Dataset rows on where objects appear

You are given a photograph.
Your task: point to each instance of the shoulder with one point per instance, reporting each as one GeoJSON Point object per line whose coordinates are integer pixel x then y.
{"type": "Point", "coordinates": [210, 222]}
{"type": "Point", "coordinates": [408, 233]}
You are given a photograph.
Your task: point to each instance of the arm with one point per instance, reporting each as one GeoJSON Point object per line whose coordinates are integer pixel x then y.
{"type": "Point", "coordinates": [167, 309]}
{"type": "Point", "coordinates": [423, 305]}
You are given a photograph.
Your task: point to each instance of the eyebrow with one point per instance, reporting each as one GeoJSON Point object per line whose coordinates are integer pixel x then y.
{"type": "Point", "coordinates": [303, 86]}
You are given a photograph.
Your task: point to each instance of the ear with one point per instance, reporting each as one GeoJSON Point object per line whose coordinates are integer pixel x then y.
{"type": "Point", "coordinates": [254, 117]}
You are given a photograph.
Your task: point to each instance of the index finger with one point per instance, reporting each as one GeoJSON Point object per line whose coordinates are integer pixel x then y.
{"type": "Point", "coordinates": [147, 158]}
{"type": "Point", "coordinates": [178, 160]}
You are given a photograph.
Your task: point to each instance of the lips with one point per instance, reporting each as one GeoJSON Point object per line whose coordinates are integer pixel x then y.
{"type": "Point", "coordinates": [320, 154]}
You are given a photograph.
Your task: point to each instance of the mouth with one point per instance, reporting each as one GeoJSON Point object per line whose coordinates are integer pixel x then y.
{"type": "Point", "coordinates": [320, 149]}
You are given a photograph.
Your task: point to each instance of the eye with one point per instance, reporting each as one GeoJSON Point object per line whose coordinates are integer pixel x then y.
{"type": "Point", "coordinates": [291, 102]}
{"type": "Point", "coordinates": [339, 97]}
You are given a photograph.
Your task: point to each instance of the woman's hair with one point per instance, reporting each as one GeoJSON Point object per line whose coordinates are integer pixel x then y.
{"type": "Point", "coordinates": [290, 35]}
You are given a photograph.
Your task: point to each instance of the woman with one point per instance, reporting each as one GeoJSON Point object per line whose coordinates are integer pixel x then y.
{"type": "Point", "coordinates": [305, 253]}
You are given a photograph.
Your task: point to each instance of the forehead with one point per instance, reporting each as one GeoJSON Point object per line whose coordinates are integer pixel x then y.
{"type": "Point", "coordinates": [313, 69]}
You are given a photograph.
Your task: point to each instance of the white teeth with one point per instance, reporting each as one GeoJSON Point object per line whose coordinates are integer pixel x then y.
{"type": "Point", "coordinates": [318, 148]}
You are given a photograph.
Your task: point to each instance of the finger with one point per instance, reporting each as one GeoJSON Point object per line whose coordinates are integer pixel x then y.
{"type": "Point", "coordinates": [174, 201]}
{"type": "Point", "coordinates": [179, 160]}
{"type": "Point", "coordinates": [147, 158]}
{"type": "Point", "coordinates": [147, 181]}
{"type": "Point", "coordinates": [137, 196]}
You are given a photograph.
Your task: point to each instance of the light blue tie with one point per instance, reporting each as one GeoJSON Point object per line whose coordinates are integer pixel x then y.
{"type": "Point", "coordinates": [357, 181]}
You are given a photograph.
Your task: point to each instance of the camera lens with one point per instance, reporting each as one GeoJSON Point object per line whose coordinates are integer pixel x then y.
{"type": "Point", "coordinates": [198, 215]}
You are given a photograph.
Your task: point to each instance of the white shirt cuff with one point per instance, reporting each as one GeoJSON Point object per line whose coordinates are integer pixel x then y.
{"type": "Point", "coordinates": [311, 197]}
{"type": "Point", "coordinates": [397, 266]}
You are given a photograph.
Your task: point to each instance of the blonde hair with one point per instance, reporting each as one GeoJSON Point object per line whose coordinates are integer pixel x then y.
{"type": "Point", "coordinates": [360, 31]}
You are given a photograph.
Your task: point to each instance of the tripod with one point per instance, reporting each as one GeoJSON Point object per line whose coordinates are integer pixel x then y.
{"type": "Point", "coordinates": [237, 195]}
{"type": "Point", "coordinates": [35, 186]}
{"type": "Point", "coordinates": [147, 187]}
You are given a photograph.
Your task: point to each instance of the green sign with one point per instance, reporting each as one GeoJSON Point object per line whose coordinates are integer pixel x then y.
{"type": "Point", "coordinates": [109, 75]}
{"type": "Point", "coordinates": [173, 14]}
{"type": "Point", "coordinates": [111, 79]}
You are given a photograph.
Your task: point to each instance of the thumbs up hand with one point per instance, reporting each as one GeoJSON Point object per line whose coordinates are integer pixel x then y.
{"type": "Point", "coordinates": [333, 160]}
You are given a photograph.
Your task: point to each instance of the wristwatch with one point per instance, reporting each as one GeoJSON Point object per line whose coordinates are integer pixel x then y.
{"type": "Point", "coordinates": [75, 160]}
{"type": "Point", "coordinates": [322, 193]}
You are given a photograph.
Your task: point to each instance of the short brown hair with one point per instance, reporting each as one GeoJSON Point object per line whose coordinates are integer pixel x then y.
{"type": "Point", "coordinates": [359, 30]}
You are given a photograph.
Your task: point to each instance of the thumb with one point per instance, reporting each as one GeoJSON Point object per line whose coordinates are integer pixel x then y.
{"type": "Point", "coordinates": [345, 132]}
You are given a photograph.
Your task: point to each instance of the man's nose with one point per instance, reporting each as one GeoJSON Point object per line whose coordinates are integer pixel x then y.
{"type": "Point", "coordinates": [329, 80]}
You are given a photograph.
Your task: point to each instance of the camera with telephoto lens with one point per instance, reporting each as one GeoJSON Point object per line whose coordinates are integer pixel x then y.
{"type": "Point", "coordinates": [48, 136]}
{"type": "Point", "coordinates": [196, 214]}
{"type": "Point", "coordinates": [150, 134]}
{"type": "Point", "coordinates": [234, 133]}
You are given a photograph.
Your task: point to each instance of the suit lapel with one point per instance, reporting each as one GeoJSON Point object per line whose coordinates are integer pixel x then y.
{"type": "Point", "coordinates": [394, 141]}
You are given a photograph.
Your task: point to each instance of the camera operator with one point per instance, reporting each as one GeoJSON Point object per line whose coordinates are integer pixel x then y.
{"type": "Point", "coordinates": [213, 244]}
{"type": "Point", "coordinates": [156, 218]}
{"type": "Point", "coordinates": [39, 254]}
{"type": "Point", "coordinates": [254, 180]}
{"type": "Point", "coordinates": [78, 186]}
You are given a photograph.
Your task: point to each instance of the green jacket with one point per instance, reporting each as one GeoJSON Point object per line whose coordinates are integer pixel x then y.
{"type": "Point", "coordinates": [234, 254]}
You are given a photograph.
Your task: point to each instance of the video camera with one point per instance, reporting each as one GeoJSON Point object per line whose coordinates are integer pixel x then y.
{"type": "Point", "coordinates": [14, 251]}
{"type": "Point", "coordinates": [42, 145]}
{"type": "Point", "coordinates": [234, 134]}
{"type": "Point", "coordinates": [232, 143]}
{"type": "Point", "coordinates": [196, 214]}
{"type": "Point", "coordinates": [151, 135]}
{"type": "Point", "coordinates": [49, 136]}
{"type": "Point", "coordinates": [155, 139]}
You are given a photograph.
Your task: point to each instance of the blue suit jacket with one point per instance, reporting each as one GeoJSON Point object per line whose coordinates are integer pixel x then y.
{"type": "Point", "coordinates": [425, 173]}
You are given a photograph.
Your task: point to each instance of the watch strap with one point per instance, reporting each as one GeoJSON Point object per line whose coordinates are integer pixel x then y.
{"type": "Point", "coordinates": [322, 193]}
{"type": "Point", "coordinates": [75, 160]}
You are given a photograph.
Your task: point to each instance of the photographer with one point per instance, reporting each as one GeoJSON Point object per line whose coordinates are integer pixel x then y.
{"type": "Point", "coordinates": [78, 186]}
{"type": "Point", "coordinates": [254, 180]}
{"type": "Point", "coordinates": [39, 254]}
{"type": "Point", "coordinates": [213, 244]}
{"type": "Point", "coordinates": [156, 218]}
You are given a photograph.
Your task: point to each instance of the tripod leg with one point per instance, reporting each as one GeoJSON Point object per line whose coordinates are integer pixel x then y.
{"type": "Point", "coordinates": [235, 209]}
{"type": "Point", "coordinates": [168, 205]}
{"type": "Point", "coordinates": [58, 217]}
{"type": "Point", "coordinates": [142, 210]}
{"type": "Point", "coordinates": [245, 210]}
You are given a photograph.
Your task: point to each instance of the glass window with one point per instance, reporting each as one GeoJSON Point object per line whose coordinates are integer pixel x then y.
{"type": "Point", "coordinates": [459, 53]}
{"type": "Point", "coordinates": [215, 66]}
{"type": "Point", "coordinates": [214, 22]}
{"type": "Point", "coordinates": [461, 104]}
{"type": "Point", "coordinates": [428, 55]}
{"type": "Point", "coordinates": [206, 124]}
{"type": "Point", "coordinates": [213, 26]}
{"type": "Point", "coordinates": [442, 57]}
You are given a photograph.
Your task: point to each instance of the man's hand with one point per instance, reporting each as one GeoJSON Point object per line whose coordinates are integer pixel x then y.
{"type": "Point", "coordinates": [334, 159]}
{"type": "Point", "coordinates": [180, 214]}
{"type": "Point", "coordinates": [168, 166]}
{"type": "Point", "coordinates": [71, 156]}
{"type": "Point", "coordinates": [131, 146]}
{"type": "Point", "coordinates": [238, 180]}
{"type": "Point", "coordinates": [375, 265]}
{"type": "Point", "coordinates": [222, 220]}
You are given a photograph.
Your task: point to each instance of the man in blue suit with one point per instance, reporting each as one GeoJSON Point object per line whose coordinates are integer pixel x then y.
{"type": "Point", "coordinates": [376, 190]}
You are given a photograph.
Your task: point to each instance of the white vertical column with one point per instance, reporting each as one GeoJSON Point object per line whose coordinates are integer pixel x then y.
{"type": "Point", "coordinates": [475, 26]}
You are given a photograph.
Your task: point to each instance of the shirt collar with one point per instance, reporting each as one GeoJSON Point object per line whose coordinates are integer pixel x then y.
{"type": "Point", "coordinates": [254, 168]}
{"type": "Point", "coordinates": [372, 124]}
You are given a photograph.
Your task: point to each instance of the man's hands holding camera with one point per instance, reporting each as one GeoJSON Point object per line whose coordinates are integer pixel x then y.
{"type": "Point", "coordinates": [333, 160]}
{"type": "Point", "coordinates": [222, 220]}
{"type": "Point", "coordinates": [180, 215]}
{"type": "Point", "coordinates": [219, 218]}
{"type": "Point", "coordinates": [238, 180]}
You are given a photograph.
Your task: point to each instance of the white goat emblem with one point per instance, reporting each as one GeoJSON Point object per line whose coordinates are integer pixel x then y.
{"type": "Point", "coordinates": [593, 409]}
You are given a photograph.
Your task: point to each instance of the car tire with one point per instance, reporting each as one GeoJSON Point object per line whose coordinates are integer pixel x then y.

_Instructions to follow_
How many lines of the material above contain the string "goat"? Matching is case-sensitive; reply with the number alone.

_Result of this task_
1